Excerpted passage.
______

Should museums wait until events are squarely in the past to confront them? Or is there a need for institutions like your own to engage with these issues in something closer to real time?
Cultural institutions, regardless of the subject matter, have to be as much about today and tomorrow as they are about yesterday. And that really means that one of the jobs of cultural institutions is to collect today for tomorrow. We have people out collecting during the different protests. We have people around the country sending us the videos that they shoot on their cameras. But collecting isn’t enough. So we’ve created a major initiative that looks at race, community and our shared future. It’s an opportunity for the Smithsonian to say, “How do we help stimulate local conversations around race?”
Many people say that this moment feels different, that it feels like there’s the potential for real change. As a Black man yourself, who is not only a student of history, but a steward of history, does it feel different to you?

______

Stored rows.

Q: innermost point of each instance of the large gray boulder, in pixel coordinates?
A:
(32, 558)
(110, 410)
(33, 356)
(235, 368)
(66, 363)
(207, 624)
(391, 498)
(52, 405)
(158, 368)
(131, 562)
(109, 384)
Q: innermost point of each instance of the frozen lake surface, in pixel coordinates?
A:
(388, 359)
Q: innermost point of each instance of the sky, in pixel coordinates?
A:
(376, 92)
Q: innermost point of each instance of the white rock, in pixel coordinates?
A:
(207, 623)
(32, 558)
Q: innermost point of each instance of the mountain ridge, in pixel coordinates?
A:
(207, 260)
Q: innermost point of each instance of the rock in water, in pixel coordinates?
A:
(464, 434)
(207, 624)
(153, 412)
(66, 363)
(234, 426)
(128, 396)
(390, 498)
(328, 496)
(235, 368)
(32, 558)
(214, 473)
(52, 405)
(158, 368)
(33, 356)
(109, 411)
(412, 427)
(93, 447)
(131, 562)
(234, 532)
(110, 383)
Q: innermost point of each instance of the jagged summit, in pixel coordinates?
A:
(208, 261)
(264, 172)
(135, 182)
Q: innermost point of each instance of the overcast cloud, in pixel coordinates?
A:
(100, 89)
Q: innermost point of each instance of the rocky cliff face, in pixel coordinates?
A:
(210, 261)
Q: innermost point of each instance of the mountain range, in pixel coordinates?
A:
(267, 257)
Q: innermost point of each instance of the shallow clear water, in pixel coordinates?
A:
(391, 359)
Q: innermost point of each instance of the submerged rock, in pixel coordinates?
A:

______

Direction 1.
The interview excerpt about museums and current events names the subjects that a major initiative looks at. List those subjects.
Direction 2.
Summarize the interview excerpt about museums and current events in two sentences.
Direction 3.
Continue the interview excerpt about museums and current events, starting right after its final question.

Task response 1.
- Race
- Community
- Our shared future

Task response 2.
The speaker argues that cultural institutions must be as much about today and tomorrow as about yesterday, so they collect during protests and take in videos that people around the country shoot. Because collecting alone isn't enough, the Smithsonian has created a major initiative on race, community and our shared future to help stimulate local conversations around race.

Task response 3.
I am hopeful, but not always optimistic. I’m hopeful because I see how often African-Americans believed in an America that didn’t believe in them, how often they dreamed a world that wasn’t there yet, and then worked strategically with allies to make that happen. Who would have believed in 1820 that there would be no slavery? Who would’ve believed in 1920 that there would be no legal segregation? And so in a way, the opportunity to believe that change is possible is part of what is embedded in African-American history. But on the other hand, we also recognize the limits of that change.
On the surface, this is a different moment. I am taken by the diversity of people that are in the streets. I’m taken by the number of people throughout Europe saying Black Lives Matter. I’m taken by the fact that some police chiefs and some police officers are recognizing that their institution has to change, because it has reflected a kind of systematic racism where the police are considered not the friends of a community, but an enemy of the community. So all of that suggests that this just may be a time of transformation.
What I worry about is that after the Voting Rights Act and the Civil Rights Act and the Fair Housing Act, we also saw a law-and-order backlash. We saw people turning their attention away from finding fairness and dealing with racial justice to trying to bring law and order to control what they thought was an out-of-control community. And that led to mass incarceration. That led to people turning their attention away from what was the major point of the day. So I do worry a little bit that this could turn into that as well.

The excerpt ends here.